━━ Quoted passage
Flow diagram depicting key steps of the ECPR protocol. Light green depicts ECPR protocol continuation. TVAA, Thames Valley Air Ambulance. SCAS, South Central Ambulance Service. ECPR, extracorporeal cardiopulmonary resuscitation. ECMO, extracorporeal membrane oxygenation. Created with Canva.com

This study aimed to evaluate clinicians' perspectives on the barriers and facilitators to care delivery in this unique system that aims to provide joined-up care between pre-hospital TVAA critical care and in-hospital teams for the delivery of ECPR for refractory OHCA. While this system has been developed specifically for the local region, we hope this study will help facilitate a better understanding of the process and challenges involved in setting up a process like this and in doing so, help other healthcare services aiming to establish similar systems to improve equitable cardiac arrest care across the UK.
━━━━
━━ Given data
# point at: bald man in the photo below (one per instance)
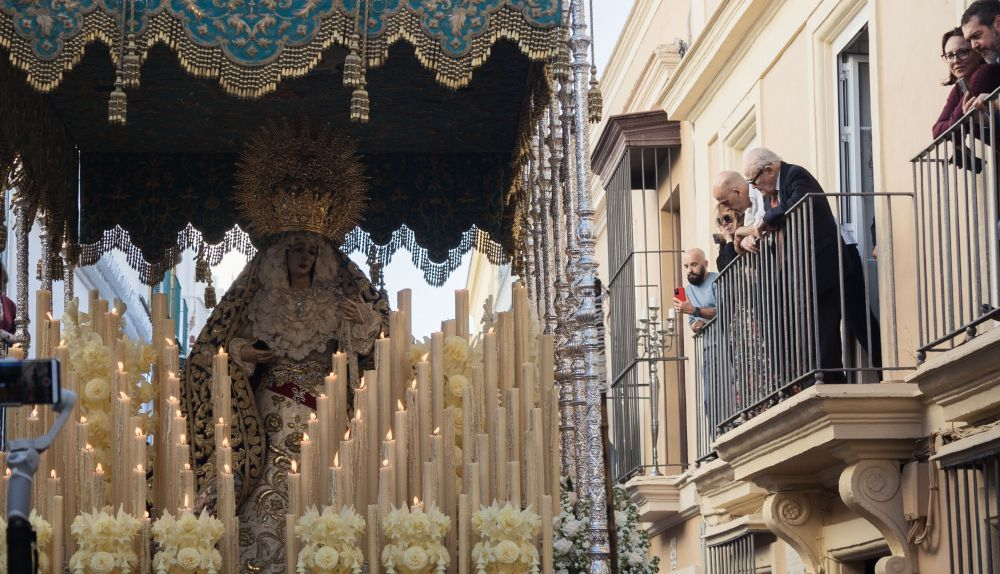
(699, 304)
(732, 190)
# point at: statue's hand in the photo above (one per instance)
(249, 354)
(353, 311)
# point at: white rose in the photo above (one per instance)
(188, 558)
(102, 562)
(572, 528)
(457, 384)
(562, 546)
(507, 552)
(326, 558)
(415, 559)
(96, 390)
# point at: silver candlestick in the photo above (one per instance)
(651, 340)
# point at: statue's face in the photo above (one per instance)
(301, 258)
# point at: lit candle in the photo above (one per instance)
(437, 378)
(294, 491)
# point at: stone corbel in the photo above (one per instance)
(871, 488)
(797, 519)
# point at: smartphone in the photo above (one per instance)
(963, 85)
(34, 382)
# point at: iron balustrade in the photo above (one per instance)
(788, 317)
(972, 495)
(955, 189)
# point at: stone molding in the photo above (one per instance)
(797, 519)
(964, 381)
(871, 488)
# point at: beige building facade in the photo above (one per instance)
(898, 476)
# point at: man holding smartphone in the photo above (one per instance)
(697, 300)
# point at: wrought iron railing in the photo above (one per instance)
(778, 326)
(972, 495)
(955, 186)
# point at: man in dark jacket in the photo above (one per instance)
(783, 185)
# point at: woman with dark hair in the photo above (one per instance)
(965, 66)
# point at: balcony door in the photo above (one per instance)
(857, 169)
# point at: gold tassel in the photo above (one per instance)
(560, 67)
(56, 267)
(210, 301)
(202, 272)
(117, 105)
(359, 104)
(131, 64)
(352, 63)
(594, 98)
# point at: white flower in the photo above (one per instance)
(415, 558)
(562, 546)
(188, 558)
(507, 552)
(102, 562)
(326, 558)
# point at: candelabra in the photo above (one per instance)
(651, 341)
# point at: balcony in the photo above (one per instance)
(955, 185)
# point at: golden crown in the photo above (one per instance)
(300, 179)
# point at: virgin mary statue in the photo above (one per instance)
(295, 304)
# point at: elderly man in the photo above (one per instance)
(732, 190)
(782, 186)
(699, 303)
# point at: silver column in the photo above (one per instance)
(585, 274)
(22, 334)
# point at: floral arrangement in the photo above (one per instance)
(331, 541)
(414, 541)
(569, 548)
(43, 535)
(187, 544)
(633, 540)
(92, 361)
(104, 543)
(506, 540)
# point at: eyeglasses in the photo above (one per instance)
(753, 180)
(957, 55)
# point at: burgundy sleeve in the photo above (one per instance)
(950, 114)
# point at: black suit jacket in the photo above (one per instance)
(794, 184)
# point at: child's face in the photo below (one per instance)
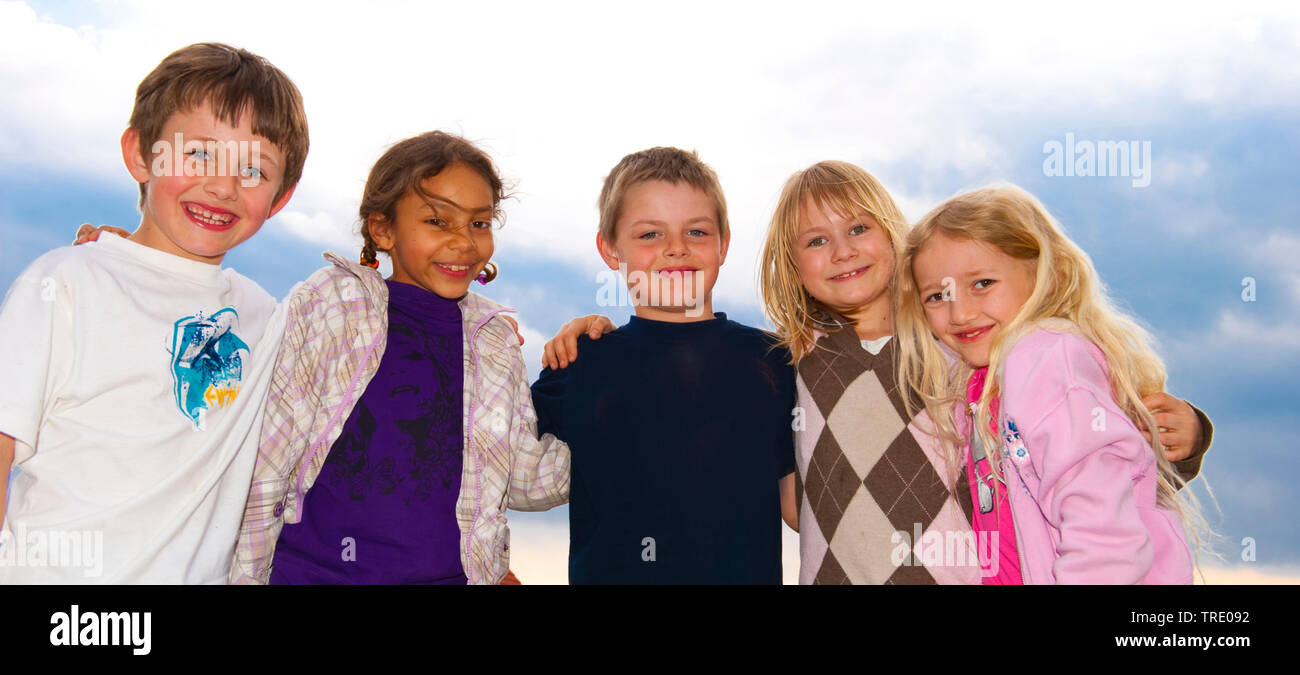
━━━━
Task instructions: Translate this sentence from the ECPR text into Spanish: "Light green depicts ECPR protocol continuation." Rely only on the text about ECPR care.

Result: El verde claro representa la continuación del protocolo de ECPR.